- **Directive A**: Please extract the passage of the camera article between "Camera or computer?" and "of electronic technology.", inclusive, copying it word for word.

- **Source**:

What's all this image processing palaver about – anyhow?

11-06-2018 | By Paul Whytock

Camera or computer? The boundary lines separating the two are way out of focus these days as snapping-machines soak up increasing amounts of electronic technology.

Long gone are the days when photographers would have to be in charge of a camera's settings to produce the desired image; be they pin-sharp, soft-focused, moodily subdued, psychedelically vivid or whatever effect they were seeking. Today's cameras have powerful image processing chips that take care of all that.

Before them though avid snappers like myself and my friend and founder of Electropages Craig, would have to understand how shutter speeds and lens apertures where creatively intertwined. How different films with different ASA ratings would impact on the final image. And try explaining the implications of what depth-of-field focus is to a non-photographer. It’s a bit like trying to explain the offside rule to a disinterested soccer agnostic.

A classic camera still resides on one of my office shelves - the Nikkormat FTn (pictured). This beast use to be my weapon of choice back in the early 1970s. With a very heavy metal construction and a totally mechanical mechanism this was a camera that you could potentially club a lion to death with. Unsurprisingly its durability made it one of the favourites with photographers covering the Vietnam War. It was absolutely reliable and with an F1.4 NIPPON KOGAKU (the founding name of what became Nikon) lens on the front of it the images produced where spot-on.

The FT's exposure control system used a needle pointer that shows when looking through the camera viewfinder and an integral cadmium sulfide (CdS) light meter. The photographer would manually adjust the shutter speed to freeze or blur motion in conjunction the lens aperture f-stop to control depth of field focus until the needle was centered between + and - signs The picture was then ready to take providing the split-image screen rangefinder indicated the lens was in focus.

- **Point-based annotation records**:
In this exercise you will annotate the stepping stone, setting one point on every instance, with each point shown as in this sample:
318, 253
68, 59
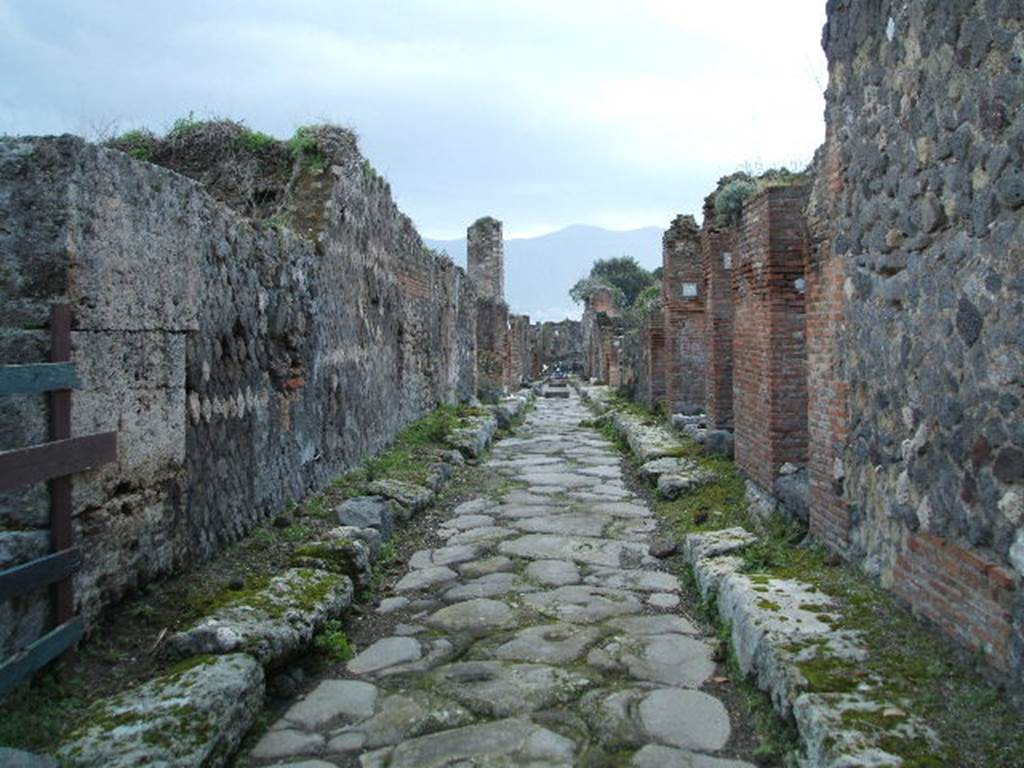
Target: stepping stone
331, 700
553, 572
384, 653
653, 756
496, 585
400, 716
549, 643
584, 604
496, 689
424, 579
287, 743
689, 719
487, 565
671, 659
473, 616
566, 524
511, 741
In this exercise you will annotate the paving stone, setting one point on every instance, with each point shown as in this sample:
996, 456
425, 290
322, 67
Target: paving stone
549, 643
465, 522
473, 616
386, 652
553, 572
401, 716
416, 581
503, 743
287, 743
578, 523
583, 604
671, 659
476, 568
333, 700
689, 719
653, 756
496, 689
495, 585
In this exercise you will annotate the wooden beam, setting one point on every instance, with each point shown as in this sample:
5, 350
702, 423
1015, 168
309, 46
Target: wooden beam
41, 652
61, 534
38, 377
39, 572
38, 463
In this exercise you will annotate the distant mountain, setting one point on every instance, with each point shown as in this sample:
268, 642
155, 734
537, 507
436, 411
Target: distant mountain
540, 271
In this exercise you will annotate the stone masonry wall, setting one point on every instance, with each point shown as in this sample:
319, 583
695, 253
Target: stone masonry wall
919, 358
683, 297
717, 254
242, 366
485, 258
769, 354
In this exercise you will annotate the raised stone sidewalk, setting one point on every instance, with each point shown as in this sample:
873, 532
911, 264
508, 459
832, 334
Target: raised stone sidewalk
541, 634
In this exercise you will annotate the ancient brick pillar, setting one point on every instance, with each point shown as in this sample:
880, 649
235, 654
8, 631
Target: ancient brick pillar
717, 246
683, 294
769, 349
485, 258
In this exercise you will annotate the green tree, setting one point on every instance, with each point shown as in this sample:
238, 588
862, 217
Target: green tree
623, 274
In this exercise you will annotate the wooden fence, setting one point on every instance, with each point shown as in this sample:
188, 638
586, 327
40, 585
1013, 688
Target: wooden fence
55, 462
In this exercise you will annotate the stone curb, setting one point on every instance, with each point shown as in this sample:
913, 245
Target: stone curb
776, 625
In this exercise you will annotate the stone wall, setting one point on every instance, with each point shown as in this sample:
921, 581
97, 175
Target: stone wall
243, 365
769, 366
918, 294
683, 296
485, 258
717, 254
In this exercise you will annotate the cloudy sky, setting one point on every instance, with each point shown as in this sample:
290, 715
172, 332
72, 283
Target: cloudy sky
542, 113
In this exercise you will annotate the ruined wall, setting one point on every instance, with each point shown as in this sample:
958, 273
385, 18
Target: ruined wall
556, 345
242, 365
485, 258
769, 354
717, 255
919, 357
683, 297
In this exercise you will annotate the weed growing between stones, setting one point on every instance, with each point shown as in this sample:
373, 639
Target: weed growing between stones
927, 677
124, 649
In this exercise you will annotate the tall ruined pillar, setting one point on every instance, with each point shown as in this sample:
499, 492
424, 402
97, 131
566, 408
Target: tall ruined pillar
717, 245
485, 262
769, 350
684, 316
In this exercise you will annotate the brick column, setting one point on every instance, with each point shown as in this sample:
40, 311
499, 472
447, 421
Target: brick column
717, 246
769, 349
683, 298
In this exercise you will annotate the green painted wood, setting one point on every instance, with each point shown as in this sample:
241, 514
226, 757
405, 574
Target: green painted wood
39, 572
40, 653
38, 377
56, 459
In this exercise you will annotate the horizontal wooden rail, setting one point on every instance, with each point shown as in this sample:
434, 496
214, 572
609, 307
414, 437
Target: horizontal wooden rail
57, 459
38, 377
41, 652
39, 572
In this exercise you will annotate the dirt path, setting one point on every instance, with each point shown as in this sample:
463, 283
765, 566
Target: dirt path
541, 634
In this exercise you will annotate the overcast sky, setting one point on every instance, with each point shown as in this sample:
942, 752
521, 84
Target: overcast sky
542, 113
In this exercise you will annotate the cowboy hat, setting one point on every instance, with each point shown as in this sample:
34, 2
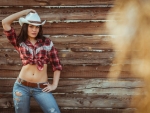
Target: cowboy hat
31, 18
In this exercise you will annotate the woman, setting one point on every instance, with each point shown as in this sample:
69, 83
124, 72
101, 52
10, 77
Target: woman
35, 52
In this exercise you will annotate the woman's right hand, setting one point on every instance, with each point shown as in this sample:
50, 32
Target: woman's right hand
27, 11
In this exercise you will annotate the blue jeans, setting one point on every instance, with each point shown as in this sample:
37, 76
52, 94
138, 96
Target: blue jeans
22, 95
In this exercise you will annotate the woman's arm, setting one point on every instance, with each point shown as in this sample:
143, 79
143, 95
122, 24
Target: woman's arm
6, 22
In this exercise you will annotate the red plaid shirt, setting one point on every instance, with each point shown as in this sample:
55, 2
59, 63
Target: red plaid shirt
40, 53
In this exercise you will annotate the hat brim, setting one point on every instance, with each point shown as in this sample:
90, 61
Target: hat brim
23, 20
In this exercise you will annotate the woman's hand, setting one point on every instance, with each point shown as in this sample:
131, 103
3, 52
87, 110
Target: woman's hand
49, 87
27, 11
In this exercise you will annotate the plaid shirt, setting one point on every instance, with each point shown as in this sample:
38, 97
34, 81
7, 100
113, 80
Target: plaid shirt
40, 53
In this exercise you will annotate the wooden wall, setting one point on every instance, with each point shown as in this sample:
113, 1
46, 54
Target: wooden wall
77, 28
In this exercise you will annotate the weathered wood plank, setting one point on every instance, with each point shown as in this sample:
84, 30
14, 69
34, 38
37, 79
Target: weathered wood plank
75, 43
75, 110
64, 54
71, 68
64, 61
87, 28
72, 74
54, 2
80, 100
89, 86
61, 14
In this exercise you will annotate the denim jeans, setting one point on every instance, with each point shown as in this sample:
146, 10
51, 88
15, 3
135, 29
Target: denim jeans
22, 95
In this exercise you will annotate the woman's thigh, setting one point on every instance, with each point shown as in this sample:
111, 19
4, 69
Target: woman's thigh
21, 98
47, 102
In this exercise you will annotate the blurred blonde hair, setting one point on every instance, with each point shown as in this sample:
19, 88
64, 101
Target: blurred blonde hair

* * *

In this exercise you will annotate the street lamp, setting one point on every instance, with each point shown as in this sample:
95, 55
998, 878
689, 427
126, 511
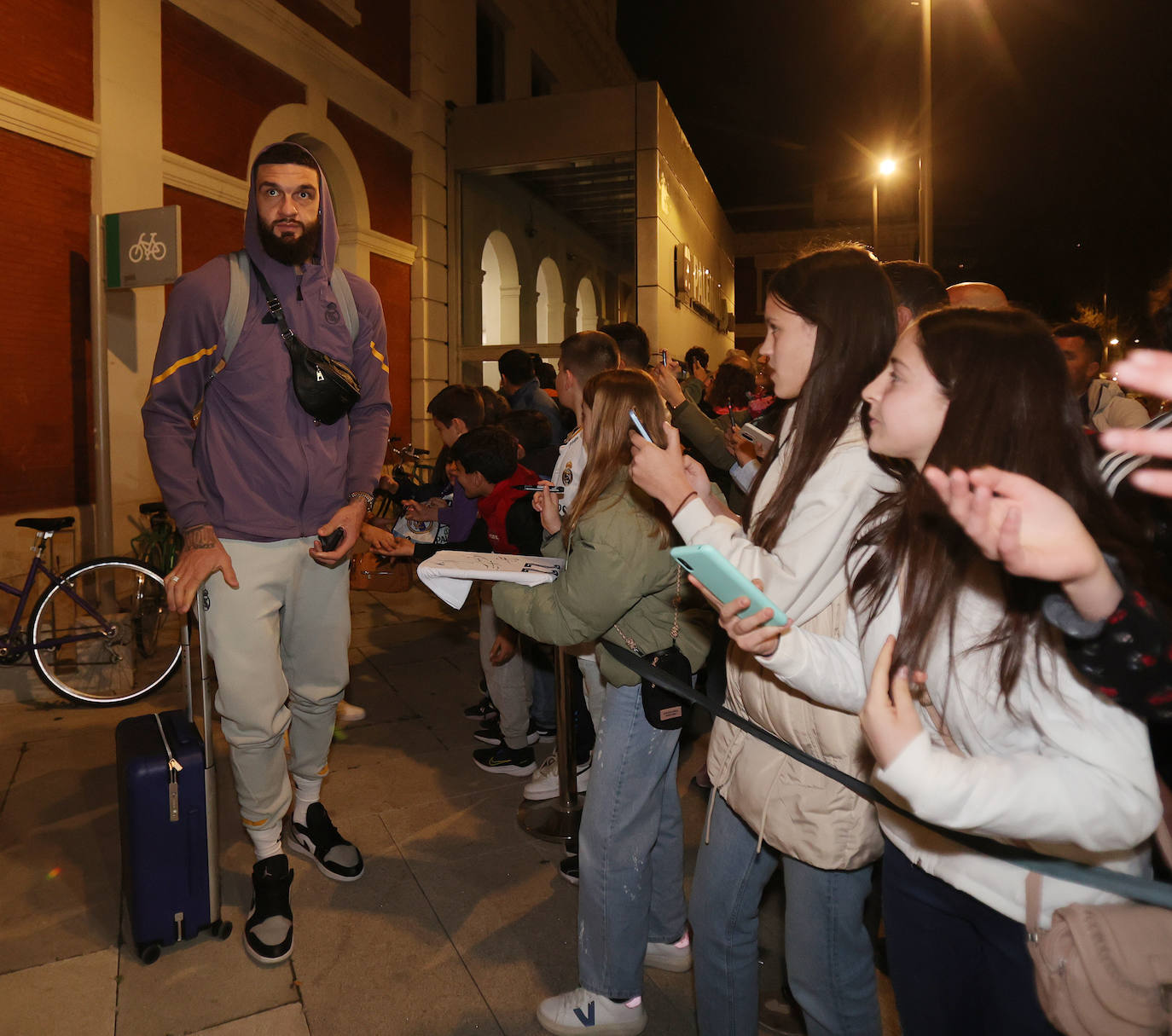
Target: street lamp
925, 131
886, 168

- **Directive B**: How many lines of the records contain the string "painted", with case counting? Reply with the number alone.

- **Task solution A**:
Camera or computer? The boundary lines separating the two are way out of focus these days as snapping-machines soak up increasing amounts of electronic technology.

- **Task solution B**: 2